Tâches
A - D'après l'extrait du texte, quels étaient les trois ministères dont les communistes exigeaient au moins un, par la voix de Maurice Thorez ?
B - Résumez l'extrait du texte en deux phrases.

Cependant, deux jours plus tard, l'Assemblée nationale m'élisait, à l'unanimité, président du gouvernement de la République française et proclamait que « Charles de Gaulle avait bien mérité de la patrie ». Quoique cette manifestation n'ait eu lieu qu'après huit jours de désobligeantes palabres, il pouvait sembler qu'elle exprimait l'intention délibérée de se grouper autour de moi pour appuyer ma politique. C'est ce que parut penser, par exemple, M. Winston Churchill, qui, tra­versant Paris ce jour-là, ayant déjeuné à ma table et apprenant ensuite l'élection, exprima son enthousiasme en une lettre généreuse. Se souvenant de cette phrase de Plutarque : « L'in­gratitude envers les grands hommes est la marque des peuples forts », qui avait naguère servi d'épigraphe à un livre célèbre, il écrivait, à son tour : « Plutarque a menti ! » Mais moi, je savais que le vote était une révérence adressée à mon action passée, non point du tout une promesse qui engageât l'avenir.

Cela fut vérifié tout de suite. Le 15 novembre, entrepre­nant de constituer le gouvernement, j'eus à marcher sur des nids d'intrigues. Les fractions de la gauche, qui formaient à l'Assemblée une notable majorité, soulevaient de multiples réserves. Les radicaux me faisaient connaître qu'ils ne seraient pas des miens. Si tel d'entre eux acceptait, néan­moins, un portefeuille, ce serait, disaient-ils, contre l'agré­ment de leur groupe. Les socialistes, méfiants et sourcilleux, s'enquéraient de mon programme, multipliaient les conditions et déclaraient que, en tout cas, ils n'accorderaient leurs votes qu'à un cabinet ayant l'appui et la participation des commu­nistes. Enfin, ceux-ci, jouant le grand jeu, exigeaient, par la voix de Maurice Thorez, l'un au moins des trois ministères qu'ils tenaient pour les principaux : Défense nationale, Inté­rieur, Affaires étrangères. Là était bien la question. Si je venais à céder, les communistes, disposant d'un des leviers de commande essentiels de l'État, auraient, dans un moment de trouble, le moyen de s'imposer. Si je refusais, je risquais de me trouver impuissant à former le gouvernement. Mais alors, le « parti », ayant démontré qu'il était plus fort que de Gaulle, deviendrait le maître de l'heure.

Données fournies
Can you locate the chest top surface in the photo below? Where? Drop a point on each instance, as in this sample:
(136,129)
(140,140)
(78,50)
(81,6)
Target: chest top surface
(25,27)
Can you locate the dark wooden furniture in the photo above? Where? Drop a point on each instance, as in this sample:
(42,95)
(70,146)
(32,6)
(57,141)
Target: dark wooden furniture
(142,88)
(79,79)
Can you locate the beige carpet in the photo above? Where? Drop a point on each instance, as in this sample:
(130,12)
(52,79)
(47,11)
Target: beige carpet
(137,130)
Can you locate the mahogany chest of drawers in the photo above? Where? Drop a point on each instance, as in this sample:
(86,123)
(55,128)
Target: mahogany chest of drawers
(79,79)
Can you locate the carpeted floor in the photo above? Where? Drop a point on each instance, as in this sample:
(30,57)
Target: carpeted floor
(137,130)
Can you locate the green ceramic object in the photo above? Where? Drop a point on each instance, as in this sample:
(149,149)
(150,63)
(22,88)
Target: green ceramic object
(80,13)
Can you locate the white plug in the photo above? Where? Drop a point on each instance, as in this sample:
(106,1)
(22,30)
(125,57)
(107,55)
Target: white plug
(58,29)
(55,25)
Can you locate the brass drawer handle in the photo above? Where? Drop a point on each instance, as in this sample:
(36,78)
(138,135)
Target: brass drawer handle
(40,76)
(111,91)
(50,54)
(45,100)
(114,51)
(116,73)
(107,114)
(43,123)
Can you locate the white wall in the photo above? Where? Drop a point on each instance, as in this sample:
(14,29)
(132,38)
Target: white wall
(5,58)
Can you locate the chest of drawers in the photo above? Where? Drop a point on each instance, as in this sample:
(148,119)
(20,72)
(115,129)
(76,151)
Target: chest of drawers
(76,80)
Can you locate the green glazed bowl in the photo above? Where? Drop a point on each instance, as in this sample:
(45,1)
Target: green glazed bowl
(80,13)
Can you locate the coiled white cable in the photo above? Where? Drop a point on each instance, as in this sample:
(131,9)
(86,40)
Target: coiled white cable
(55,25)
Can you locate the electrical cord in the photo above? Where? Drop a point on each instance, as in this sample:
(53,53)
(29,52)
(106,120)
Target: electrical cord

Réponses aux exercices
A - La Défense nationale, l'Intérieur et les Affaires étrangères.

B - L'Assemblée nationale élut de Gaulle à l'unanimité président du gouvernement, ce qui enthousiasma Winston Churchill, mais de Gaulle n'y voyait qu'un hommage à son action passée et non une promesse engageant l'avenir. Dès le 15 novembre, en constituant le gouvernement, il se heurta aux réserves des radicaux et des socialistes ainsi qu'aux exigences des communistes, qui réclamaient l'un des trois principaux ministères : céder leur aurait livré un levier essentiel de l'État, et refuser risquait de l'empêcher de former le gouvernement.